RECORDS FOR THE TASK:
————

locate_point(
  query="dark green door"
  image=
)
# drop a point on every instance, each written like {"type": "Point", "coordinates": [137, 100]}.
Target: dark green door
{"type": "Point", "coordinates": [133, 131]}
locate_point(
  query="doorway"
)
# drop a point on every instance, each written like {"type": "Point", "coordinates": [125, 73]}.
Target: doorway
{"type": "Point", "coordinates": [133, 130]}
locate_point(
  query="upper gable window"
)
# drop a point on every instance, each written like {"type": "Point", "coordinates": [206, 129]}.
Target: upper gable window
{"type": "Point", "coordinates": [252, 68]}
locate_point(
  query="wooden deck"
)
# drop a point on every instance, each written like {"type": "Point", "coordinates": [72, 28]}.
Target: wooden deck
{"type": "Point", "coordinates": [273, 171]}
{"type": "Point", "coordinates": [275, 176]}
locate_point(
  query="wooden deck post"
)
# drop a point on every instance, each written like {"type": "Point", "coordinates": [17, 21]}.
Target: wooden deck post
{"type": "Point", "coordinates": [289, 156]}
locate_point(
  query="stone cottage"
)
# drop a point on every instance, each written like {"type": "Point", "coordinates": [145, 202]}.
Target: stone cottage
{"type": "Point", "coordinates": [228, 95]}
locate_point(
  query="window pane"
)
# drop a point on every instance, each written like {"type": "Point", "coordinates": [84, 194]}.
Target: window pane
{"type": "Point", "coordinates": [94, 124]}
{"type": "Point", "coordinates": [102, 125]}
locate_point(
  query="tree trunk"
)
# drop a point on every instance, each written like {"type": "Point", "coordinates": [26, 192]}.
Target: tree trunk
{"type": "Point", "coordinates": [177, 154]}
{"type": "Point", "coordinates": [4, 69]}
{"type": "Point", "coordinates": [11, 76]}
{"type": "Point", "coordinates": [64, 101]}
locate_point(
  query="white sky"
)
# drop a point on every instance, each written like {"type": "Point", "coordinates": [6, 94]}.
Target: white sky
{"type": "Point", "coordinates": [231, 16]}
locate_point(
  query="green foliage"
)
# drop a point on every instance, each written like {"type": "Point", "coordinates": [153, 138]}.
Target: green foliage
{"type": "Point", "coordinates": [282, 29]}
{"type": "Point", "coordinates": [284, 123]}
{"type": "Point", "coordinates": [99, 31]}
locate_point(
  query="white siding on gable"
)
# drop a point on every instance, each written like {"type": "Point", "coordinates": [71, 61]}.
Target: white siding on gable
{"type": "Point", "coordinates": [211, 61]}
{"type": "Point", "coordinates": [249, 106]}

————

WORK INSTRUCTIONS: Give a word-for-word copy of the records.

THE COMPLETED TASK:
locate_point(
  query="dark green door"
  image=
)
# drop a point on every instance, each written like {"type": "Point", "coordinates": [137, 100]}.
Target: dark green door
{"type": "Point", "coordinates": [133, 131]}
locate_point(
  query="doorway"
)
# drop a point on every instance, each written like {"type": "Point", "coordinates": [125, 73]}.
Target: doorway
{"type": "Point", "coordinates": [133, 130]}
locate_point(
  query="upper gable window"
)
# drop a point on every instance, each written like {"type": "Point", "coordinates": [206, 129]}.
Target: upper gable window
{"type": "Point", "coordinates": [252, 68]}
locate_point(
  query="wooden deck"
)
# drop a point on every instance, each written like {"type": "Point", "coordinates": [72, 28]}.
Target: wooden deck
{"type": "Point", "coordinates": [273, 171]}
{"type": "Point", "coordinates": [275, 176]}
locate_point(
  query="wooden deck post"
)
# drop a point on every instance, each written like {"type": "Point", "coordinates": [17, 21]}.
Target: wooden deck post
{"type": "Point", "coordinates": [289, 156]}
locate_point(
  query="stone cottage"
)
# drop a point on every instance, each written like {"type": "Point", "coordinates": [145, 202]}.
Target: stone cottage
{"type": "Point", "coordinates": [228, 95]}
locate_point(
  query="window pane"
)
# drop a point on every instance, each written like {"type": "Point", "coordinates": [84, 194]}.
Target: window pane
{"type": "Point", "coordinates": [94, 124]}
{"type": "Point", "coordinates": [102, 125]}
locate_point(
  query="tree trunk"
)
# drop a point on every instance, each written like {"type": "Point", "coordinates": [26, 192]}.
Target: tree trunk
{"type": "Point", "coordinates": [177, 154]}
{"type": "Point", "coordinates": [4, 69]}
{"type": "Point", "coordinates": [11, 76]}
{"type": "Point", "coordinates": [64, 101]}
locate_point(
  query="white sky"
)
# drop a point on every instance, each written like {"type": "Point", "coordinates": [6, 94]}.
Target: white sky
{"type": "Point", "coordinates": [231, 16]}
locate_point(
  query="green foliage"
)
# drop a point on every instance, each written like {"type": "Point", "coordinates": [153, 138]}.
Target: green foliage
{"type": "Point", "coordinates": [282, 29]}
{"type": "Point", "coordinates": [284, 123]}
{"type": "Point", "coordinates": [99, 31]}
locate_point(
  query="white siding on gable"
)
# drop a point on every instance, each written like {"type": "Point", "coordinates": [71, 61]}.
Target: white siding on gable
{"type": "Point", "coordinates": [211, 61]}
{"type": "Point", "coordinates": [249, 106]}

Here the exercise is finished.